**Work instructions**. Which lines in the records below contain the word "house"? Pull out each of those lines and copy it.

**Material to process**.
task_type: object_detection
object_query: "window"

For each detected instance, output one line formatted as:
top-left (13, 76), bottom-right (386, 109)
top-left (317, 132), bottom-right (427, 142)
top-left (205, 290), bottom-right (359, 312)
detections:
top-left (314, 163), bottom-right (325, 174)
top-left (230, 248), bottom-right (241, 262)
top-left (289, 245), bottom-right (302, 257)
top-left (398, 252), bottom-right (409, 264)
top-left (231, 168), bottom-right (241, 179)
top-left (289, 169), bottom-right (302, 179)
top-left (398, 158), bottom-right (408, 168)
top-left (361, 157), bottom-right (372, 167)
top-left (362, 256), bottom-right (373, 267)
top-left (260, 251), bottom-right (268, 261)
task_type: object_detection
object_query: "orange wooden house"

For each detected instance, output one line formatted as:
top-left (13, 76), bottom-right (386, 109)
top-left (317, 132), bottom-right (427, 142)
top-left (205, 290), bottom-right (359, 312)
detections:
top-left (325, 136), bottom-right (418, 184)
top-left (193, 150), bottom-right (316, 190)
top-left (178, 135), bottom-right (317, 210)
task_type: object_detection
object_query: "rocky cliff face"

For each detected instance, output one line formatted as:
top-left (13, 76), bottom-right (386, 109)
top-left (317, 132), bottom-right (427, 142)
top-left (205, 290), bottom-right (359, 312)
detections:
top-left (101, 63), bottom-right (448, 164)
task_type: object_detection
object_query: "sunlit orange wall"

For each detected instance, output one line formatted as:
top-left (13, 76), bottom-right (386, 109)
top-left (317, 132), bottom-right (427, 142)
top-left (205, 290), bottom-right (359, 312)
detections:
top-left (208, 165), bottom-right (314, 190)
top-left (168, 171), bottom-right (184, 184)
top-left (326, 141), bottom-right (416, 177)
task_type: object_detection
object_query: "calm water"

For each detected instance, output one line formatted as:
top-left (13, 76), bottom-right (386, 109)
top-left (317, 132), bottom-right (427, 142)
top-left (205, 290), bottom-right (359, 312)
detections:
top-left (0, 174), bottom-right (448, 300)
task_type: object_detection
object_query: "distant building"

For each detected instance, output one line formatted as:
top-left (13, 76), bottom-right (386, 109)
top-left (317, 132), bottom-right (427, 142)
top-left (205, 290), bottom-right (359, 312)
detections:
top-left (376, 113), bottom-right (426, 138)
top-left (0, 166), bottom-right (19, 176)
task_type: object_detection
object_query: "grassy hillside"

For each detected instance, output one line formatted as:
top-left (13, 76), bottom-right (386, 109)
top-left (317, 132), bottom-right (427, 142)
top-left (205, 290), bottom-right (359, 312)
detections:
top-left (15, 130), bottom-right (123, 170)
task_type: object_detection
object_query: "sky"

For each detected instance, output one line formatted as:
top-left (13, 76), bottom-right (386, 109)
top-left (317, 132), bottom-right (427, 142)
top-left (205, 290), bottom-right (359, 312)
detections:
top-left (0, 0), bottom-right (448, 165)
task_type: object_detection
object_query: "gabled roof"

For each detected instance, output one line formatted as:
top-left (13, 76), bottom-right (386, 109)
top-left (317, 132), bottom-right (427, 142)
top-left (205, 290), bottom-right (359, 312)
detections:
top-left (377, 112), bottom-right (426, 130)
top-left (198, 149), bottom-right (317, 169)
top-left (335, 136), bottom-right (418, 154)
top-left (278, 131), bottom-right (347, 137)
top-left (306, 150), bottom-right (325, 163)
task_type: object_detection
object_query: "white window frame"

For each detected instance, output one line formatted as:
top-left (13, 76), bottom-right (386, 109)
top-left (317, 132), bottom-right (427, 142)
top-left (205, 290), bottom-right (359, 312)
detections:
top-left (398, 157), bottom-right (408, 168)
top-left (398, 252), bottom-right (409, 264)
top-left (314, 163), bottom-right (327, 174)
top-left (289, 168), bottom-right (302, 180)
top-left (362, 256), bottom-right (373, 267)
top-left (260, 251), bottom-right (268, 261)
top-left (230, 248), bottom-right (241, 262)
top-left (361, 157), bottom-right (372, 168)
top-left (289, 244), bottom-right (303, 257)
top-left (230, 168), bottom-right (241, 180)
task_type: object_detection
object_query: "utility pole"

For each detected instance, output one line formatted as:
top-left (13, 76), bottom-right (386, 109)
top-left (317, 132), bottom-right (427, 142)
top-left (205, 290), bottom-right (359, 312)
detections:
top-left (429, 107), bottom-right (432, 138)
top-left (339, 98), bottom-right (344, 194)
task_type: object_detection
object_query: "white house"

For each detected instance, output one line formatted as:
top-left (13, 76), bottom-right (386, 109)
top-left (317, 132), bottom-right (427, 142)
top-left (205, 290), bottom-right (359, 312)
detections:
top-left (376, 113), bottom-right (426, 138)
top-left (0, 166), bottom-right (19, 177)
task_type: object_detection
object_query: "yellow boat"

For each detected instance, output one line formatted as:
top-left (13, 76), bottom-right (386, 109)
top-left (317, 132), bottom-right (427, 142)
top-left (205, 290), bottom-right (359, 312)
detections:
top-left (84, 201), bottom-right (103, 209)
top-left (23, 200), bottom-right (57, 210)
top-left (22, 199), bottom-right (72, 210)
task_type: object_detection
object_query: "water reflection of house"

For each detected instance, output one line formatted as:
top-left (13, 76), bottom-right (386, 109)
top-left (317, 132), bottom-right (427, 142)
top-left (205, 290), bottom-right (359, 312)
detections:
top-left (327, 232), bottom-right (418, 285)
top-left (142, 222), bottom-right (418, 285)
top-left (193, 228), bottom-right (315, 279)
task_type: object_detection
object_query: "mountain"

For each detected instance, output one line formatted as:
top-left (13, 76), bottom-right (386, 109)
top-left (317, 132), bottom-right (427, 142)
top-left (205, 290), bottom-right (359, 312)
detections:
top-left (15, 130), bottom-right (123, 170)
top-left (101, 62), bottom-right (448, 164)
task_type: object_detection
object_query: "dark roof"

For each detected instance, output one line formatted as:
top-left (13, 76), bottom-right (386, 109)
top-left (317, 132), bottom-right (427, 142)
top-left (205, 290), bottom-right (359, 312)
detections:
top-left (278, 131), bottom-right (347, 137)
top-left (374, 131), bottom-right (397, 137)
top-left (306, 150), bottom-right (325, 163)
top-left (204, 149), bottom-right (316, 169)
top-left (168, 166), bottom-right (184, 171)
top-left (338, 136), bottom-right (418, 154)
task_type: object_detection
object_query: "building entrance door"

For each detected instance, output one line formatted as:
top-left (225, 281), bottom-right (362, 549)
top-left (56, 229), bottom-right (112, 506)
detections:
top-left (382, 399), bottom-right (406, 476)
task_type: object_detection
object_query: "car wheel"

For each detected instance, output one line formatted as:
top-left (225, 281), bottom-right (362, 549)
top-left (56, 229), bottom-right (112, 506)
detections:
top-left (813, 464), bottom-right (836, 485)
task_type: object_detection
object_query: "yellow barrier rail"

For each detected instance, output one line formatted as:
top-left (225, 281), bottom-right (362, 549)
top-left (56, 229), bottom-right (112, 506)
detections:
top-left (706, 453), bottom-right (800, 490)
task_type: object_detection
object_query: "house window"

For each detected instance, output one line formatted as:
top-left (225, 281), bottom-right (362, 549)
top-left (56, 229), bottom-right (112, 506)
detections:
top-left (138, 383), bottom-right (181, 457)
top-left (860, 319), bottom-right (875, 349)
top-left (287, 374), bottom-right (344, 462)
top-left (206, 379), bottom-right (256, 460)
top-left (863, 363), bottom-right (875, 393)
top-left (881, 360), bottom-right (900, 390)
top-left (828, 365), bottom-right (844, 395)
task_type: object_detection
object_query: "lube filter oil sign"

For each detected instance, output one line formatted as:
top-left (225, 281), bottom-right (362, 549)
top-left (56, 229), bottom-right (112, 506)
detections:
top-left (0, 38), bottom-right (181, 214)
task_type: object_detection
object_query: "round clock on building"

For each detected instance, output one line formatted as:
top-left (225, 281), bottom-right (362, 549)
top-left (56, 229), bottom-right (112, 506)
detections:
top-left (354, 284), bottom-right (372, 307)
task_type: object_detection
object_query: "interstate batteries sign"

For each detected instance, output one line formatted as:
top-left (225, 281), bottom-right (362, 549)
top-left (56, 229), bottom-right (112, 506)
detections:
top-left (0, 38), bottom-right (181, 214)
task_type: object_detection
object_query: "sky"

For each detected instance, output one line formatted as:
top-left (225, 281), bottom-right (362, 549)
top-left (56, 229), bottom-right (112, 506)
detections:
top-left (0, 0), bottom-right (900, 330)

**Response to the exercise**.
object_query: "orange wooden house"
object_query: "white house"
object_query: "water reflection of house"
object_query: "house window"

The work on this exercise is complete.